### Textabschnitt
++++

Die Unabhängigkeit Lateinamerikas wurde den Spaniern im 18. und 19. Jahrhundert in einer endlosen Kette von Kämpfen abgerungen. In der Schlacht am Pichincha konnte sich vor 200 Jahren Ecuador von der spanischen Krone befreien.

Von Peter B. Schumann | 24.05.2022
In  der Schlacht von Pichincha besiegt Ecuador am 24. Mai 822 die spanischen Kolonialherren - Mural im Eloy Alfaro-Militärschul--Museum
Eine Wandmalerei in der Militärschule Quito zeigt die Schlacht von Pichincha am 24. Mai 1822 - als die spanischen Kolonialherren in Ecuador besiegt werden (picture alliance / Prisma Archivo)
Der Kampf um die Unabhängigkeit Südamerikas und Befreiung von der spanischen Krone erreichte Anfang des 19. Jahrhunderts seine entscheidende Phase. Spanien war durch die Napoleonischen Kriege von seinen Kolonien abgeschnitten, und seine Vizekönigreiche waren auf sich selbst angewiesen.

++++

### Vorliegende Einträge
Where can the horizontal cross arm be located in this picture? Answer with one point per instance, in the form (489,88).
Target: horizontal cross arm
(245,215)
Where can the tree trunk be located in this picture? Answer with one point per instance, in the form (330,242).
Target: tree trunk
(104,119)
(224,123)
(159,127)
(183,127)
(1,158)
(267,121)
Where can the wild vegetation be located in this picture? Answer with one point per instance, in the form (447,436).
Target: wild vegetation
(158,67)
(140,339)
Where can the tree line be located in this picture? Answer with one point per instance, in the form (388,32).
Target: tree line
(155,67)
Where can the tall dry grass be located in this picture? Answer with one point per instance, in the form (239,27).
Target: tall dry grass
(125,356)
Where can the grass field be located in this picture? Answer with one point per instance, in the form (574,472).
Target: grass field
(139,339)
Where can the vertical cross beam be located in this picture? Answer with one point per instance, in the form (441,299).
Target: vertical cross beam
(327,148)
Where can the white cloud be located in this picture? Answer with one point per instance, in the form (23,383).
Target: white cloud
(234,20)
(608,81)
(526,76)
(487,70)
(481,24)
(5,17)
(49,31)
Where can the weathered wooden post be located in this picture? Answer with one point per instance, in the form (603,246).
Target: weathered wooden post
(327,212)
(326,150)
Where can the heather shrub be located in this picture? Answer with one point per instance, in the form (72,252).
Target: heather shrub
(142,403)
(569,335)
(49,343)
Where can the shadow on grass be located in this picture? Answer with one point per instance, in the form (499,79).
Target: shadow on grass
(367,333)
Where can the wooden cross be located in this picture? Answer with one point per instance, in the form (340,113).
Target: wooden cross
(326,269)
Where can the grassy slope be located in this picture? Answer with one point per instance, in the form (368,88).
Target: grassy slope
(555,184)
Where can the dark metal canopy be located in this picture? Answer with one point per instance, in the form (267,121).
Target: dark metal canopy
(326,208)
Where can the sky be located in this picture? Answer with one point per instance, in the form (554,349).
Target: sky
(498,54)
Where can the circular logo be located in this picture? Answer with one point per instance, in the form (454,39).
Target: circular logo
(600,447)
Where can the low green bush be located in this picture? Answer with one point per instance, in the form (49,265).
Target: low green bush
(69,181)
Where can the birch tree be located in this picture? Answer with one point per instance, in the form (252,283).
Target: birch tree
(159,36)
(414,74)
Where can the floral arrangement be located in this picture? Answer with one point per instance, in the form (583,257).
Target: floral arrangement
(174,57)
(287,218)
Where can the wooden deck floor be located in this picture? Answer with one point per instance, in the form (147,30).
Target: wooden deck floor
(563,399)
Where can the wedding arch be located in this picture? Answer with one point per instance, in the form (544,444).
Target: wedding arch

++++

### Gegebene Aufgabe
Überarbeite den Textabschnitt von „Die Unabhängigkeit Lateinamerikas“ bis einschließlich „alliance / Prisma Archivo)“ und setze dabei „Machthaber“ an die Stelle von „Kolonialherren“. Stütze dich ausschließlich auf den Textabschnitt.

### Ergebnis der Übung
Die Unabhängigkeit Lateinamerikas wurde den Spaniern im 18. und 19. Jahrhundert in einer endlosen Kette von Kämpfen abgerungen. In der Schlacht am Pichincha konnte sich vor 200 Jahren Ecuador von der spanischen Krone befreien.

Von Peter B. Schumann | 24.05.2022
In  der Schlacht von Pichincha besiegt Ecuador am 24. Mai 822 die spanischen Machthaber - Mural im Eloy Alfaro-Militärschul--Museum
Eine Wandmalerei in der Militärschule Quito zeigt die Schlacht von Pichincha am 24. Mai 1822 - als die spanischen Machthaber in Ecuador besiegt werden (picture alliance / Prisma Archivo)